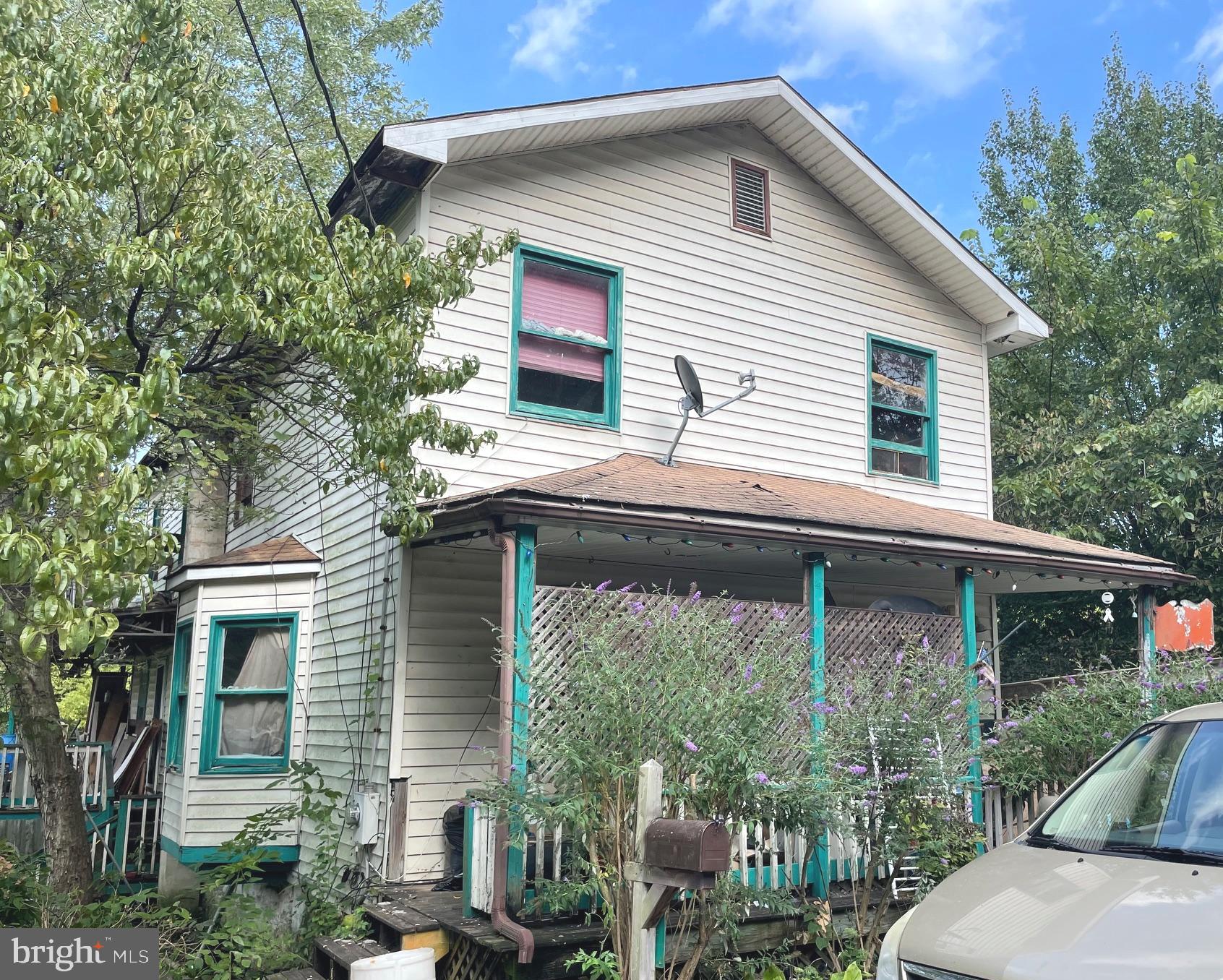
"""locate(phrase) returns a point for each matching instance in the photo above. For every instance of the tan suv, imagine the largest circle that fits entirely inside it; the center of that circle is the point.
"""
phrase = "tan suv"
(1122, 879)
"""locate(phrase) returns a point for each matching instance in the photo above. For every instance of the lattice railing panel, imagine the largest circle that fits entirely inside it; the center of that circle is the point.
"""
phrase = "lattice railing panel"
(860, 644)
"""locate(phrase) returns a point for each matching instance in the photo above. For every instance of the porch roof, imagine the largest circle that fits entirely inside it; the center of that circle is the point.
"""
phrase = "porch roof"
(635, 491)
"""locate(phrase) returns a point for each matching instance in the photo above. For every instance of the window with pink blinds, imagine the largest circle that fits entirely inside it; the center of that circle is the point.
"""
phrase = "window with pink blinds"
(567, 304)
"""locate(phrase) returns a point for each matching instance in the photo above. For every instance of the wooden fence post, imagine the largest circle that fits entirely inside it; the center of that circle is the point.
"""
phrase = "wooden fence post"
(641, 941)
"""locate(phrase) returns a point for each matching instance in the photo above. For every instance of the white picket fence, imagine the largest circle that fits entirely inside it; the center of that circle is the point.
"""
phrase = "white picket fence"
(16, 788)
(1008, 815)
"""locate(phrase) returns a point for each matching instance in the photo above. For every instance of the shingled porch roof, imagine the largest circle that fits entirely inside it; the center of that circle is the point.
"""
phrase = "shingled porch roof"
(638, 492)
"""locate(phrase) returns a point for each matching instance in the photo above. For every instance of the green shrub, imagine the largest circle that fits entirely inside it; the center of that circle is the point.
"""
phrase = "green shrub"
(1056, 736)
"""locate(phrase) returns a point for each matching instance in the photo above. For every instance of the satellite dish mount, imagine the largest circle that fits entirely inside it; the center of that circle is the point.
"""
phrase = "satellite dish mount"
(694, 399)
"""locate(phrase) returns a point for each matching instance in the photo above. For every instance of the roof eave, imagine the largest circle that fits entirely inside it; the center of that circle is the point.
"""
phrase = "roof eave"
(802, 535)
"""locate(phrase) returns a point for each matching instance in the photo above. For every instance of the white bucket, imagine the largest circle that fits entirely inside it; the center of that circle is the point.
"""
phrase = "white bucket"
(408, 964)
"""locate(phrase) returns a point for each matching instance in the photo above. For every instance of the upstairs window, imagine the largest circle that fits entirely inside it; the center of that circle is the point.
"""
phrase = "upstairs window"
(901, 382)
(749, 199)
(249, 699)
(564, 358)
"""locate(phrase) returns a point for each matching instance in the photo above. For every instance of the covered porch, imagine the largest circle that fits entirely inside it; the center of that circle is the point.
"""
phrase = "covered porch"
(853, 570)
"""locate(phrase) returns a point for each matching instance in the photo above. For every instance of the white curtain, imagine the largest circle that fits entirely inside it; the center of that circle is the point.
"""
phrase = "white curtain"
(254, 725)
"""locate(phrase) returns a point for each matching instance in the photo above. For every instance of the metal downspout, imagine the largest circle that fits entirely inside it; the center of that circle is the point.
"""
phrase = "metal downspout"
(500, 916)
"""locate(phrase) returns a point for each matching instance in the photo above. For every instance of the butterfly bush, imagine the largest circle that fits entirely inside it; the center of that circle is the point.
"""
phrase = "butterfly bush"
(1051, 739)
(898, 760)
(718, 697)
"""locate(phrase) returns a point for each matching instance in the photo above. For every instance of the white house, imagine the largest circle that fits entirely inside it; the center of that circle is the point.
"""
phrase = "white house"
(731, 224)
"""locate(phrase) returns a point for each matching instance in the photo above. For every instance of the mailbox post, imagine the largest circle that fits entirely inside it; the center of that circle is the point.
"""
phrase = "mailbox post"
(674, 854)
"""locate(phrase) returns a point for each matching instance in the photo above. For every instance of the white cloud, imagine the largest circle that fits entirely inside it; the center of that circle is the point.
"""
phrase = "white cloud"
(1209, 49)
(551, 35)
(936, 48)
(844, 116)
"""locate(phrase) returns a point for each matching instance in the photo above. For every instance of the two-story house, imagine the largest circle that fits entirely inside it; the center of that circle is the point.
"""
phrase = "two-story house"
(731, 224)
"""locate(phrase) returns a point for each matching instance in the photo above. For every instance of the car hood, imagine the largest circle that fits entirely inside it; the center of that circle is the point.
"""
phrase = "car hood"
(1021, 913)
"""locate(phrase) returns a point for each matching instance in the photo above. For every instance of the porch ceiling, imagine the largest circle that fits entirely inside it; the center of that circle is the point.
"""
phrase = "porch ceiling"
(635, 492)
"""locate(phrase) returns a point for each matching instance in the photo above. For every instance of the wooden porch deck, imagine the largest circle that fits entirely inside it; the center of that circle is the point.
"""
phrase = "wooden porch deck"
(480, 952)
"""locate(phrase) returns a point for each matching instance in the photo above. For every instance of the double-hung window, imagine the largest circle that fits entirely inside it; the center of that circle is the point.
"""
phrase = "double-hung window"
(903, 390)
(564, 351)
(180, 685)
(250, 693)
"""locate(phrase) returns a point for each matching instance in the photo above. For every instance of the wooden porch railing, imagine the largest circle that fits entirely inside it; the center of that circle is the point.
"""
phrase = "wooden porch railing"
(92, 762)
(124, 831)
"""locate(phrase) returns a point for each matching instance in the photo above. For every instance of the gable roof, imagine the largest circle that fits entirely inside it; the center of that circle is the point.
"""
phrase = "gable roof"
(405, 157)
(279, 549)
(639, 491)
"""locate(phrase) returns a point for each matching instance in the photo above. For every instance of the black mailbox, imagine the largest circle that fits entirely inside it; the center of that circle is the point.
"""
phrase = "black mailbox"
(701, 846)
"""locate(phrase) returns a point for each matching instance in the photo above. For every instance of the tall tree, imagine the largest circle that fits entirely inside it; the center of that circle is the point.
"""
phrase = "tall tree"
(162, 285)
(1111, 430)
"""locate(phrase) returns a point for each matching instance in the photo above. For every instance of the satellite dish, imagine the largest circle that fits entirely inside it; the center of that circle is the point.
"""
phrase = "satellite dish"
(690, 382)
(694, 399)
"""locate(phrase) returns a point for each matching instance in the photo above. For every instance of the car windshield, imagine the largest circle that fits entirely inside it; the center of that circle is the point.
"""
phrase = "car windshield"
(1161, 793)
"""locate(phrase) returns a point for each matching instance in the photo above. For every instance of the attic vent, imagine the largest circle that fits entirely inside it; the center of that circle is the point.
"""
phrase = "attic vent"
(749, 197)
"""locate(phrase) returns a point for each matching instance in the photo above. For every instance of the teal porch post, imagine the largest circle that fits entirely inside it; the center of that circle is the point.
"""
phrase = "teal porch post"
(814, 585)
(524, 601)
(1146, 644)
(966, 600)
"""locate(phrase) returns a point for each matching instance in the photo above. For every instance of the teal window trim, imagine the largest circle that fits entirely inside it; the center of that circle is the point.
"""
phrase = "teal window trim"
(930, 418)
(180, 687)
(611, 415)
(210, 761)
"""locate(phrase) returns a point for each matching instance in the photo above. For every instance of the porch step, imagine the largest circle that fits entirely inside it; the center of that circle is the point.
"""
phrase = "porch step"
(395, 921)
(334, 957)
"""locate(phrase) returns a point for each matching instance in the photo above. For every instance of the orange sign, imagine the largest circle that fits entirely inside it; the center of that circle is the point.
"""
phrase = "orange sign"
(1184, 625)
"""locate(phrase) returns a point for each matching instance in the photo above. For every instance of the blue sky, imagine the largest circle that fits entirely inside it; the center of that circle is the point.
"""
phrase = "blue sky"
(914, 82)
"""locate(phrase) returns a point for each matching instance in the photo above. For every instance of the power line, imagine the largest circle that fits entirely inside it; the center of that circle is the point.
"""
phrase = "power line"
(330, 109)
(293, 148)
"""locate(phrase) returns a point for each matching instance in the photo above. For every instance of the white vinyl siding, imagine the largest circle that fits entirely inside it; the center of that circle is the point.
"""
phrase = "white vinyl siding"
(797, 307)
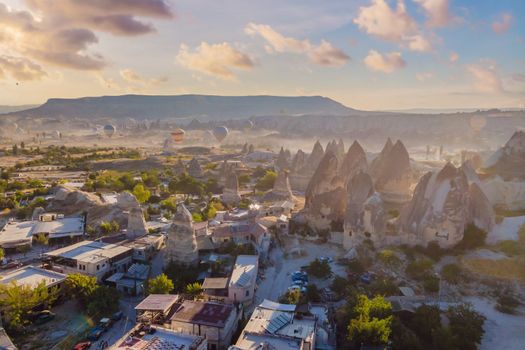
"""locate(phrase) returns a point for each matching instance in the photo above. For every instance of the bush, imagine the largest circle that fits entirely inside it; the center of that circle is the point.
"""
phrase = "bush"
(452, 273)
(389, 257)
(473, 237)
(319, 269)
(510, 248)
(431, 283)
(419, 268)
(507, 303)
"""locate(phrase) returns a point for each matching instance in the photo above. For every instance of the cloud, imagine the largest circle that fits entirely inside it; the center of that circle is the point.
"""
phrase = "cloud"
(61, 33)
(502, 24)
(394, 25)
(386, 63)
(218, 60)
(324, 54)
(424, 76)
(485, 78)
(132, 77)
(437, 12)
(20, 69)
(453, 57)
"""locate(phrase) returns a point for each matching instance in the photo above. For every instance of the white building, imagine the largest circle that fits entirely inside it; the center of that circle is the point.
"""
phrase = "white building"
(32, 277)
(90, 258)
(241, 287)
(276, 326)
(162, 338)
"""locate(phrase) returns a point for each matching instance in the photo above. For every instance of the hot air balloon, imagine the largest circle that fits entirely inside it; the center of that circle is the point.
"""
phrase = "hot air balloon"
(178, 135)
(220, 133)
(109, 130)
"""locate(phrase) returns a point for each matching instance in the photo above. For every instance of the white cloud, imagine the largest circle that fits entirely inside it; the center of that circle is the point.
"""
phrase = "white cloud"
(485, 78)
(218, 60)
(323, 54)
(386, 63)
(424, 76)
(502, 24)
(437, 11)
(394, 25)
(453, 57)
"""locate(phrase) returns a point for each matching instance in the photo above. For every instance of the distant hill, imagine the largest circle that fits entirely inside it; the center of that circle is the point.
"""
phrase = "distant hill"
(10, 109)
(203, 107)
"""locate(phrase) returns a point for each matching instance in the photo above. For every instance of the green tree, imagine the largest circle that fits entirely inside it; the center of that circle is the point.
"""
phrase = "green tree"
(320, 269)
(103, 301)
(266, 182)
(159, 285)
(194, 289)
(141, 193)
(466, 325)
(81, 287)
(372, 323)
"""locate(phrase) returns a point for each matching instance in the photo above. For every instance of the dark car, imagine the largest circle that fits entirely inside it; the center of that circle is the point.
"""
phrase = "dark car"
(95, 333)
(82, 345)
(117, 316)
(43, 317)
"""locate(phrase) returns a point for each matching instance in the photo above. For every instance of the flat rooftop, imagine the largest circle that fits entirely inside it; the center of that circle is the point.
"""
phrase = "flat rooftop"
(203, 313)
(32, 276)
(60, 227)
(162, 339)
(245, 270)
(86, 251)
(158, 302)
(16, 232)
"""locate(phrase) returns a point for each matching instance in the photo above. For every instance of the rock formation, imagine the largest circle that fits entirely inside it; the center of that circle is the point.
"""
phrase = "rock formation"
(298, 161)
(325, 197)
(443, 205)
(179, 168)
(283, 160)
(230, 192)
(281, 188)
(392, 172)
(181, 244)
(509, 161)
(136, 224)
(353, 162)
(194, 168)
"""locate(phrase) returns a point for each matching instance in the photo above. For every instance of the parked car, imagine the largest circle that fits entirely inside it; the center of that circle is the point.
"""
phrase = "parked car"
(117, 316)
(82, 345)
(95, 333)
(43, 316)
(367, 277)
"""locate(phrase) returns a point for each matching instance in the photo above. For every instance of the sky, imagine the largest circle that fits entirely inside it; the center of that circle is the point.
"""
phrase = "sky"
(366, 54)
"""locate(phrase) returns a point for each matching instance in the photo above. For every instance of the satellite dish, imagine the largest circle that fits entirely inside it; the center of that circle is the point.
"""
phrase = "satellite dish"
(220, 133)
(178, 135)
(109, 130)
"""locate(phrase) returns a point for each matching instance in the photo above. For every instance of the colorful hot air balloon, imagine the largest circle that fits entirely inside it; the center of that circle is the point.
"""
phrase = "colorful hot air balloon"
(178, 135)
(220, 133)
(109, 130)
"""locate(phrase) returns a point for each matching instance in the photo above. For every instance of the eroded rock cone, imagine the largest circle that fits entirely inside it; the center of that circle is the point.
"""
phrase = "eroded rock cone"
(281, 189)
(392, 172)
(443, 205)
(509, 161)
(181, 244)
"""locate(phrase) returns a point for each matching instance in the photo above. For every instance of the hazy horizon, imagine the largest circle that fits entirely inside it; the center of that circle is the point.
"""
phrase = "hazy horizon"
(368, 55)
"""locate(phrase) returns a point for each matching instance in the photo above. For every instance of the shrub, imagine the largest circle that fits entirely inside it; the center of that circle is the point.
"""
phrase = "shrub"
(451, 273)
(419, 268)
(507, 303)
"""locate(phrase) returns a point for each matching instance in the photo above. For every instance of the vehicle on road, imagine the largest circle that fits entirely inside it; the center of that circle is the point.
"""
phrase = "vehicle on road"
(82, 345)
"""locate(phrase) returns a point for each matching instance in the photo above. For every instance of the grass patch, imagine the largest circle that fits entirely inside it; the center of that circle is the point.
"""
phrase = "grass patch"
(510, 269)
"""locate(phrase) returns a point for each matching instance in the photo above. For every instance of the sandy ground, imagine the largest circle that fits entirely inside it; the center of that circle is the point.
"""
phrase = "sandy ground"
(277, 277)
(502, 331)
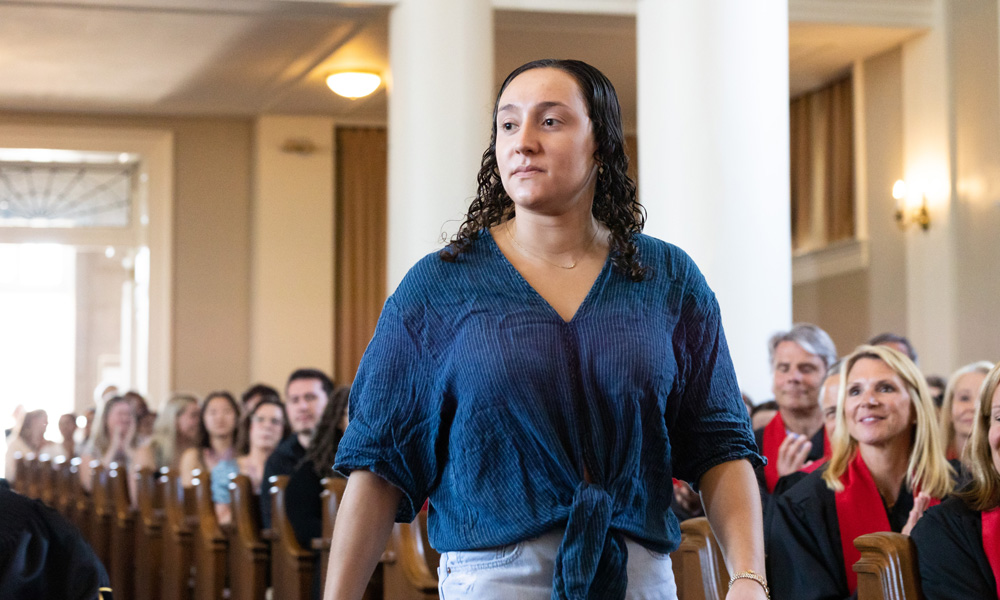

===============

Which lines of the data contain the word "orange"? Pull out each of them, treating uppercase and lowercase as different.

"""locate(phrase) returns a point for each matching instance in the photo above. For every instance of the orange sign, imagine the largest circle that fits entirely inside it; the center of that circle is the point.
phrase = "orange sign"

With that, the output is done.